Rewrite the paragraph of the DMV account that begins "First you line up for driver's license portion" as a short numbered list of its steps.

:: TEXT SHOWN ::
◇ ◇ ◇ ◇ ◇

I thought the same until I had to deal with the Illinois one, and THEN a separate Chicago one.
In California you might have to wait 10 minutes with an appointment, 2 hours without one, and either way your thing is usually done in about half an hour once they get to your number.
In Illinois they don’t even take appointments, and it took me about 6 hours to register a car and get a license, the clerks were exceptionally annoyed at your presence, and forgot to ask certain questions (sending you back in line multiple times). Then I needed another half an hour for a Chicago “sticker” a block or two away…
It was so bad that going to the DMV became one of the things I looked forward to when I moved back to California…
Actually, I found an old rant I posted the day I first visited the Illinois one… just to illustrate how bad it is:
I thought the Cali DMV was bad. Make an appointment and still have to wait 15-20 minutes to get seen.
Wellllllll… let me tell you about how it works in Illinois.
First, you can’t make appointments. Not online, not over the phone, you just can’t. There’s no estimated wait time. No suggested times. Just show up and pray.
So you get there and the first thing you realize is that the DMV isn’t really the DMV, but three separate parts of the Secretary of State. This means that you can’t talk to one person or one organization to deal with your car needs.
First you line up for driver’s license portion. There is one line to get a number. You get your number and wait. Eventually you are called and speak to the first person, who does some paperwork and sends you over to the second person. There you wait in line again. Eventually you speak to the second person, who takes your payment and then sends you to the third person. You wait in line for the third person, who finally hands you a driver’s license test. You take the test, wait in line again to return to the third person, who then sends you to the fourth person to take a picture. The fourth person makes you wait in a separate area for a fifth person to call you up, who then sends you back to the fourth person to actually get your photo taken.

◇ ◇ ◇ ◇ ◇

:: ENTRIES ::
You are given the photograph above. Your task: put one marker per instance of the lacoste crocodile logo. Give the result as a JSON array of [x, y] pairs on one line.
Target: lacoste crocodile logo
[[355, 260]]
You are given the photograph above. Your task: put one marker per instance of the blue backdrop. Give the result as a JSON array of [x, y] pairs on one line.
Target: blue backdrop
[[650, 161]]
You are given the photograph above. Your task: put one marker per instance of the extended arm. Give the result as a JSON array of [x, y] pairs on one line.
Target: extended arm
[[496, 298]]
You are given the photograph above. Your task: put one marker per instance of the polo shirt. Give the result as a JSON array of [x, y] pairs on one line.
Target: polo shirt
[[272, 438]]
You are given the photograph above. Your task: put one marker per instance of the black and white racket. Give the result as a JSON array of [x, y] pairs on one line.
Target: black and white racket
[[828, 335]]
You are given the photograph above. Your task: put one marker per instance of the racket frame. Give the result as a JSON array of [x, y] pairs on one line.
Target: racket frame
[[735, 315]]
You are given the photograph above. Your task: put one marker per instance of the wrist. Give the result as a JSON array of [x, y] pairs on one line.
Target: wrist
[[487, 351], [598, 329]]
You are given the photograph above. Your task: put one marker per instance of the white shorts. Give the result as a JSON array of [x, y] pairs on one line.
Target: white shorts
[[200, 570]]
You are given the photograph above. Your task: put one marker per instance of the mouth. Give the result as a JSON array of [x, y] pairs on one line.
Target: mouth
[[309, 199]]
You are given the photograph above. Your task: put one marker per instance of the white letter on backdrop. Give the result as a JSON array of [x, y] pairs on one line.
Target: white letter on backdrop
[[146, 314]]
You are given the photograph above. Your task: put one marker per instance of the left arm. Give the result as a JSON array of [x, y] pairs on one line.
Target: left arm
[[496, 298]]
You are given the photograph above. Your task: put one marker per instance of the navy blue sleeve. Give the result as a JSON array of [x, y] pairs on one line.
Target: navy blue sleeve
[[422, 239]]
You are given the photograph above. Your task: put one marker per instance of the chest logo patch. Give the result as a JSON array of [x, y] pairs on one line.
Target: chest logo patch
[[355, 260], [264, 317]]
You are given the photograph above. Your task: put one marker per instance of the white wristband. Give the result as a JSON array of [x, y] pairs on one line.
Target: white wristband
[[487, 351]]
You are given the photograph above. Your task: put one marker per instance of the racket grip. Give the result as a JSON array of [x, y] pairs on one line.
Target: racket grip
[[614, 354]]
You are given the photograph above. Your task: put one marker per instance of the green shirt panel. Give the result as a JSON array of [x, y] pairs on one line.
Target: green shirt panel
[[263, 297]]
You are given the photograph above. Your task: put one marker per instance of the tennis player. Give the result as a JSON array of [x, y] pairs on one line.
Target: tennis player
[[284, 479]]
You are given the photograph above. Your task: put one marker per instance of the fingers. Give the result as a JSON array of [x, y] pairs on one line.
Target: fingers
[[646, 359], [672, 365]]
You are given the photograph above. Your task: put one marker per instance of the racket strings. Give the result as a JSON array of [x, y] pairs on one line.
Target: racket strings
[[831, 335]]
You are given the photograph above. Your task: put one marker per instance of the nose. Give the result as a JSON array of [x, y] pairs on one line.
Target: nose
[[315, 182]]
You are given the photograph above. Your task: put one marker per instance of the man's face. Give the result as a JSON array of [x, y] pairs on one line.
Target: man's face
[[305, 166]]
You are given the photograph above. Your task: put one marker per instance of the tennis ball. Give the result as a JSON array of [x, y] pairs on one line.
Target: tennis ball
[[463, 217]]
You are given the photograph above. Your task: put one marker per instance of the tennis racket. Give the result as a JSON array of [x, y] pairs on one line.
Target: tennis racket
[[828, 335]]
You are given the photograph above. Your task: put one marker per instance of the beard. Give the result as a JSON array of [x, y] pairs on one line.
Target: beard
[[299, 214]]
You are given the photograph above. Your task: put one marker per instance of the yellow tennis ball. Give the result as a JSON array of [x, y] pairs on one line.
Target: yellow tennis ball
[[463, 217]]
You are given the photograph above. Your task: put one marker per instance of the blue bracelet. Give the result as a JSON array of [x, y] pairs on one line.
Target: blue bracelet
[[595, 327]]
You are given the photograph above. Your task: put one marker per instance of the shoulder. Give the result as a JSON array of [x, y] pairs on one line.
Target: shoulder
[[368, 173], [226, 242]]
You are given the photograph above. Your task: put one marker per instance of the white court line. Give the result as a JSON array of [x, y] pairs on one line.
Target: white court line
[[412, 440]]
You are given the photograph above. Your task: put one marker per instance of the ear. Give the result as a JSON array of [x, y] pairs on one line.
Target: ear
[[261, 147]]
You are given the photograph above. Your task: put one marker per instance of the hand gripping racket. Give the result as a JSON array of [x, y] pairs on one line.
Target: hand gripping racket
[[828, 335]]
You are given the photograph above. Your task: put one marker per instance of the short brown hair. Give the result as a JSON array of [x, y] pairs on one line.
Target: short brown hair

◇ ◇ ◇ ◇ ◇

:: SOLVED EXERCISE ::
1. Stand in one line to get a number for the driver's license portion, then wait.
2. When called, see the first person, who handles paperwork and sends you to a second person.
3. Wait in line again; the second person takes payment and sends you to a third person.
4. Wait in line for the third person, who hands you the driver's license test.
5. Take the test, then wait in line again to return to the third person.
6. The third person sends you to a fourth person for a picture.
7. The fourth person has you wait in a separate area until a fifth person calls you up.
8. The fifth person sends you back to the fourth person, who takes the photo.